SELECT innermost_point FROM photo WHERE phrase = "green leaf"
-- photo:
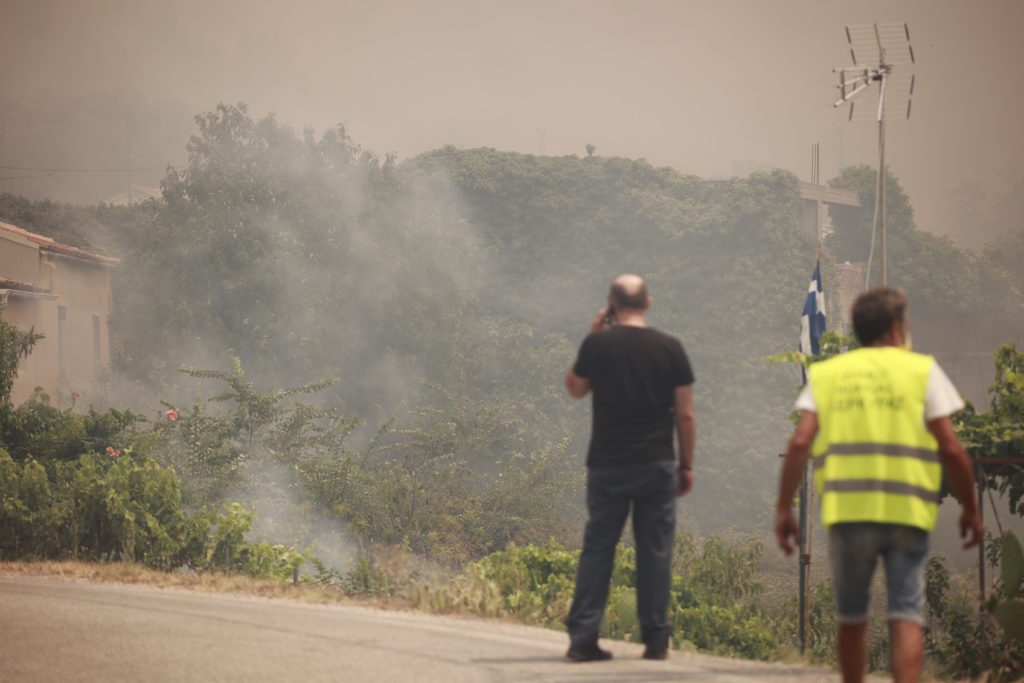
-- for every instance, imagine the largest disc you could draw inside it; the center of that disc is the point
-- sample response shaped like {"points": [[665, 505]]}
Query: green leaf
{"points": [[1012, 564], [1010, 614]]}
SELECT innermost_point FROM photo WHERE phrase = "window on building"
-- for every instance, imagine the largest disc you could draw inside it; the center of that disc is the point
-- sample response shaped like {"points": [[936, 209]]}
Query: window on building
{"points": [[95, 344], [61, 342]]}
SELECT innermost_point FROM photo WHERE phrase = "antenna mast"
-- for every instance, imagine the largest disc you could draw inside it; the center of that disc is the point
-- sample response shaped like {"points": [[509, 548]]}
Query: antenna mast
{"points": [[889, 57]]}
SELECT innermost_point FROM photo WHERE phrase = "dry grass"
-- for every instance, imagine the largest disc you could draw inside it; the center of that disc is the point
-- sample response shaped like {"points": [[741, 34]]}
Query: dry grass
{"points": [[207, 582]]}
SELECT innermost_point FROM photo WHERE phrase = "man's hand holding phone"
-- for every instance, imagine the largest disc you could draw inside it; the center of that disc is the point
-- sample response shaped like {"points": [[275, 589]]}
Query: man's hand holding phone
{"points": [[605, 318]]}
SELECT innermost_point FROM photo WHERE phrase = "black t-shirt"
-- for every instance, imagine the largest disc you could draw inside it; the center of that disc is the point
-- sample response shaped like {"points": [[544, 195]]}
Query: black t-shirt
{"points": [[633, 374]]}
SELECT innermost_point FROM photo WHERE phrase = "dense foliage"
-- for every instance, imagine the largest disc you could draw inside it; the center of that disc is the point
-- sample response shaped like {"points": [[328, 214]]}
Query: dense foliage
{"points": [[714, 606]]}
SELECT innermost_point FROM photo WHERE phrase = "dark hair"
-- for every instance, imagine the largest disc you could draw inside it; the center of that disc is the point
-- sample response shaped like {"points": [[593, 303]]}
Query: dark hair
{"points": [[875, 311], [621, 298]]}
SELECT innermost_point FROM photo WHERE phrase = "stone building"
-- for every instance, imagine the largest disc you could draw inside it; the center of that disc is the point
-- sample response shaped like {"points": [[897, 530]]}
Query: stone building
{"points": [[62, 293]]}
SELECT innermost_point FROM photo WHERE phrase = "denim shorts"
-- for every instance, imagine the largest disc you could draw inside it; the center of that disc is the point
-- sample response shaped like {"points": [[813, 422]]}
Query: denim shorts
{"points": [[854, 549]]}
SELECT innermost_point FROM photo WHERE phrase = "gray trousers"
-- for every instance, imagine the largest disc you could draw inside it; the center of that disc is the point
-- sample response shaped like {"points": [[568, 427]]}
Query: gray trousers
{"points": [[650, 489]]}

YOUR OBJECTIVE
In the copy, include no pictures; otherwise transcribe the entries exactly.

WORKED SOLUTION
SELECT innermost_point FROM photo WHERE phrase = "green leaf"
-- photo:
-- for every instance, imagine the largest disc you could draw inside it; the center of that disc is the point
-- sample response shaped like {"points": [[665, 505]]}
Query: green leaf
{"points": [[1012, 564], [1010, 614]]}
SELECT innermost_point FROM photo WHERE phrase = "window on building"
-- for every instance, imagine the largest disc you could draw inside it; the center of that disc is the point
-- sample response shaped like {"points": [[936, 209]]}
Query: window on building
{"points": [[95, 344], [61, 342]]}
SELECT innermost_point FROM photo WHERE phrase = "antenna mast"
-- for every instance, imagine the largest disc you could draw inside it; the center of that disc is the point
-- sample response shaped like {"points": [[509, 548]]}
Query: antenna mast
{"points": [[889, 57]]}
SELECT innermost_point FROM photo WHERE phrase = "dry grass"
-- for every instance, imagine the largest disc you could draw inside it; the center of that disc is the point
-- sample response shaped like {"points": [[741, 34]]}
Query: dry grass
{"points": [[207, 582]]}
SELECT innermost_point FROM photo WHERE phrase = "man's hand holding phone"
-- for every instance, imagine the largest disc you could draw inside it; the center of that disc is the point
-- sample response shaped like {"points": [[275, 589]]}
Query: man's hand holding phone
{"points": [[605, 318]]}
SELECT innermost_point FROM photo WHERE phrase = "black t-shirt"
-- for every instance, imagine the largest disc you could draw inside it; the center of that disc is the point
-- sample response shaped like {"points": [[544, 195]]}
Query: black t-shirt
{"points": [[633, 374]]}
SELECT innermost_point FROM photo WHERE phrase = "dense foliage"
-- for every instance, imagine the largest disc you could draw inside it; the center of that disc is the point
-- sample response shaped like {"points": [[328, 214]]}
Query: dense foliage
{"points": [[714, 606]]}
SELECT innermost_point FROM photo WHERE phrase = "dark hair"
-- for every instance, imagine the largest disc you could draw inside it; the center of that disc is the point
-- sample response shaped like {"points": [[593, 303]]}
Query: dark hair
{"points": [[875, 311], [621, 298]]}
SELECT innermost_point FROM photo WHERE phrase = "stone building"
-- for every instance, imagine the largest disc you could draw inside it; the center of that disc is the point
-- sample response shaped like {"points": [[897, 530]]}
Query: stone building
{"points": [[62, 293]]}
SELECT innermost_point FROM photo WHERE phrase = "denim shorts"
-- for every instance, imagine the largest disc you could draw inside it; the center of that disc is the point
-- sample response shaped like {"points": [[813, 422]]}
Query: denim shorts
{"points": [[854, 549]]}
SELECT innermost_point FROM photo WHERE phrase = "gray trousers"
-- for every instance, imagine the largest disc you could draw inside it; the center of that disc is the point
-- sample response shaped like {"points": [[568, 427]]}
Query: gray trousers
{"points": [[650, 489]]}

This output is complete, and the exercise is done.